* Written exercise
Filter the data below and copy out each line that contains the string "grass".

--- start of Input records ---

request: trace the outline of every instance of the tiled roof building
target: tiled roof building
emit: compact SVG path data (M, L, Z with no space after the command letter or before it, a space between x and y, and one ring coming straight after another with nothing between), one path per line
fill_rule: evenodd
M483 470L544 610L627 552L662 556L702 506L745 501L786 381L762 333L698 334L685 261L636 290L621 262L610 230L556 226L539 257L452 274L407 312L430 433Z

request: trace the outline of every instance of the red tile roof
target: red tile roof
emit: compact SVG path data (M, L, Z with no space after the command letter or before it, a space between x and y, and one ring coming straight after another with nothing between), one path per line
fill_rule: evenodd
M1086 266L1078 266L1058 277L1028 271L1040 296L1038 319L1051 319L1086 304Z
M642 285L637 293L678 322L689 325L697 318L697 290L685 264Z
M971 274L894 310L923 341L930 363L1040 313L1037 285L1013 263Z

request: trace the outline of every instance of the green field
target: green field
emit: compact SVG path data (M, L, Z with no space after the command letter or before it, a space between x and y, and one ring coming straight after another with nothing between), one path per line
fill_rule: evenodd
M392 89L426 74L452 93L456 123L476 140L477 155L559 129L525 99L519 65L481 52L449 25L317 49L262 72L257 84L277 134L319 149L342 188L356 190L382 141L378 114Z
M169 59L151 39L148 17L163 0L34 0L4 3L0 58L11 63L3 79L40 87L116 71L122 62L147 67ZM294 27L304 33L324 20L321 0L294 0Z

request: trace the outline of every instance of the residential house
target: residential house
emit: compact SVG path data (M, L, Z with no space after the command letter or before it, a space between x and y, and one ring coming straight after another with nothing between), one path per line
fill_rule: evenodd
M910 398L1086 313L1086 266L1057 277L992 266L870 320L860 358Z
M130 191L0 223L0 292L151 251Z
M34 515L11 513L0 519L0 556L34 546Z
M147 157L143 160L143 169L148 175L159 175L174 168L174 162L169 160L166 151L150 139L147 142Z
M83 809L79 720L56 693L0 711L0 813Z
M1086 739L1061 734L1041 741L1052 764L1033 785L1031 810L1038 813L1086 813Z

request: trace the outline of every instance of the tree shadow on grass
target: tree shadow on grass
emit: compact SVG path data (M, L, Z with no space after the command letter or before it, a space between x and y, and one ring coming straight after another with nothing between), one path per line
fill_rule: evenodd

--- end of Input records ---

* Reply to the exercise
request: trace the outline of every instance of the tree shadow on grass
target: tree shadow on grass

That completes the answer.